» **TASK TO CARRY OUT**
Can you arrange the lines below as a JSON list of strings, with one string per line and any blank lines left out?

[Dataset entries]

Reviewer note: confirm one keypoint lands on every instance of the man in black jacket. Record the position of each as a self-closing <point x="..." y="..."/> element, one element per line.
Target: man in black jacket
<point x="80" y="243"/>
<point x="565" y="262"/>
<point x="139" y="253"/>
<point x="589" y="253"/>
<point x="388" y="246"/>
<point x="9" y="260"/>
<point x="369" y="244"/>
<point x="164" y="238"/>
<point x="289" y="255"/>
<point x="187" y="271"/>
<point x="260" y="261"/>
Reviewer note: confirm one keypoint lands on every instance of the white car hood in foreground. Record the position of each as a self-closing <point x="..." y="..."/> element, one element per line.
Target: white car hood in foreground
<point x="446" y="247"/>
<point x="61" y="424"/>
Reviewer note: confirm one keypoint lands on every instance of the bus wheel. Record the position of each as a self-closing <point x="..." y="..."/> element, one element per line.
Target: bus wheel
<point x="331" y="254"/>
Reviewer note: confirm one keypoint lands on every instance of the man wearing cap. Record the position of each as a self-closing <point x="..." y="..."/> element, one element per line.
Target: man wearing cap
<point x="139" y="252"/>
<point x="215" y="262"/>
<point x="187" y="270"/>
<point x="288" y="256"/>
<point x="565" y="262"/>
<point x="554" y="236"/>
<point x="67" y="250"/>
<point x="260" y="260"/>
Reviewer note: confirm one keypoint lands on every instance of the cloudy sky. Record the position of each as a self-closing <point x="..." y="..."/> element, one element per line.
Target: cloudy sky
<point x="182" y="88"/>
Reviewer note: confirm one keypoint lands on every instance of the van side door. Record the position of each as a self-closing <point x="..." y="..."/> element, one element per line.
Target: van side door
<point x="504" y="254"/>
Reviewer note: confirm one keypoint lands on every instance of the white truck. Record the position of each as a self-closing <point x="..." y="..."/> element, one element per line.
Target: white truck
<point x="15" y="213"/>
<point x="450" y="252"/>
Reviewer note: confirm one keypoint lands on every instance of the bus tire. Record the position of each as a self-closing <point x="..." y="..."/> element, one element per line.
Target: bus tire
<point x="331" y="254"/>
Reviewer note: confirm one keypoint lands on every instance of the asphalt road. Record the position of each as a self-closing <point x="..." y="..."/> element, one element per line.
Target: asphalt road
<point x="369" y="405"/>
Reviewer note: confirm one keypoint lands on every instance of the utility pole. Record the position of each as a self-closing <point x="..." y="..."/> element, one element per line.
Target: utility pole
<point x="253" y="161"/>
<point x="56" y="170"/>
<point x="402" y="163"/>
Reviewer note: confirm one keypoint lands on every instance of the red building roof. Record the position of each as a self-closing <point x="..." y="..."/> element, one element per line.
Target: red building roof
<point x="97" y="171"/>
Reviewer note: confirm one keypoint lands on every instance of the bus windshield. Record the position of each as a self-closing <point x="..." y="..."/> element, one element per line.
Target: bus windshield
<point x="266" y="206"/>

» **OUTPUT OF THE TASK**
[
  "Reviewer note: confirm one keypoint lands on every instance of the man in black jacket. Record the position of each as a self-closing <point x=\"...\" y=\"...\"/> element, one element per line.",
  "Target: man in black jacket",
  "<point x=\"80\" y=\"243\"/>",
  "<point x=\"565\" y=\"262\"/>",
  "<point x=\"139\" y=\"253\"/>",
  "<point x=\"589\" y=\"253\"/>",
  "<point x=\"388\" y=\"246\"/>",
  "<point x=\"9\" y=\"260\"/>",
  "<point x=\"369\" y=\"244\"/>",
  "<point x=\"164\" y=\"238\"/>",
  "<point x=\"289\" y=\"255\"/>",
  "<point x=\"187\" y=\"271\"/>",
  "<point x=\"260\" y=\"261\"/>",
  "Reviewer note: confirm one keypoint lands on every instance of the white car hood in foreground. Record the position of each as a self-closing <point x=\"...\" y=\"...\"/> element, one element per line.",
  "Target: white car hood in foreground",
  "<point x=\"446\" y=\"247\"/>",
  "<point x=\"61\" y=\"424\"/>",
  "Reviewer note: confirm one keypoint lands on every instance of the bus wheel. Record the position of each as a self-closing <point x=\"...\" y=\"...\"/> element, one element per line.",
  "Target: bus wheel",
  "<point x=\"331\" y=\"254\"/>",
  "Reviewer note: confirm one keypoint lands on every instance of the man wearing cap. Record the position of each as a self-closing <point x=\"...\" y=\"...\"/> element, one element per line.",
  "Target: man wearing cap",
  "<point x=\"139\" y=\"252\"/>",
  "<point x=\"215\" y=\"262\"/>",
  "<point x=\"187\" y=\"270\"/>",
  "<point x=\"288\" y=\"256\"/>",
  "<point x=\"565\" y=\"262\"/>",
  "<point x=\"554\" y=\"236\"/>",
  "<point x=\"67\" y=\"250\"/>",
  "<point x=\"260\" y=\"260\"/>",
  "Reviewer note: confirm one keypoint lands on every instance of the cloudy sky. Record the position of each as a self-closing <point x=\"...\" y=\"...\"/> element, one element per line.",
  "Target: cloudy sky",
  "<point x=\"182\" y=\"88\"/>",
  "Reviewer note: confirm one keypoint lands on every instance of the van side door. Record the position of each as a self-closing <point x=\"...\" y=\"...\"/> element, one element per line.",
  "Target: van side door",
  "<point x=\"504\" y=\"254\"/>",
  "Reviewer note: confirm one keypoint lands on every instance of the white truck. Record the position of each as a self-closing <point x=\"...\" y=\"...\"/> element, one element per line.",
  "Target: white truck",
  "<point x=\"15\" y=\"213\"/>",
  "<point x=\"450\" y=\"252\"/>",
  "Reviewer note: confirm one keypoint lands on every instance of the bus tire. Record the position of each as a self-closing <point x=\"...\" y=\"...\"/> element, one element per line.",
  "Target: bus tire",
  "<point x=\"331\" y=\"254\"/>",
  "Reviewer note: confirm one keypoint lands on every instance of the asphalt road. Record the position of each as a self-closing <point x=\"...\" y=\"...\"/> element, one element per line.",
  "Target: asphalt road",
  "<point x=\"369\" y=\"405\"/>",
  "Reviewer note: confirm one keypoint lands on every instance of the utility pole. Record the position of each as a self-closing <point x=\"...\" y=\"...\"/> element, one element per line.",
  "Target: utility pole",
  "<point x=\"253\" y=\"161\"/>",
  "<point x=\"56\" y=\"170\"/>",
  "<point x=\"402\" y=\"163\"/>",
  "Reviewer note: confirm one keypoint lands on every instance of the red building roof. Record the position of each as a self-closing <point x=\"...\" y=\"...\"/> element, one element per line.",
  "Target: red building roof",
  "<point x=\"97\" y=\"171\"/>",
  "Reviewer note: confirm one keypoint lands on every instance of the bus windshield. Record the position of each as a self-closing <point x=\"...\" y=\"...\"/> element, one element per line.",
  "Target: bus windshield",
  "<point x=\"266\" y=\"206\"/>"
]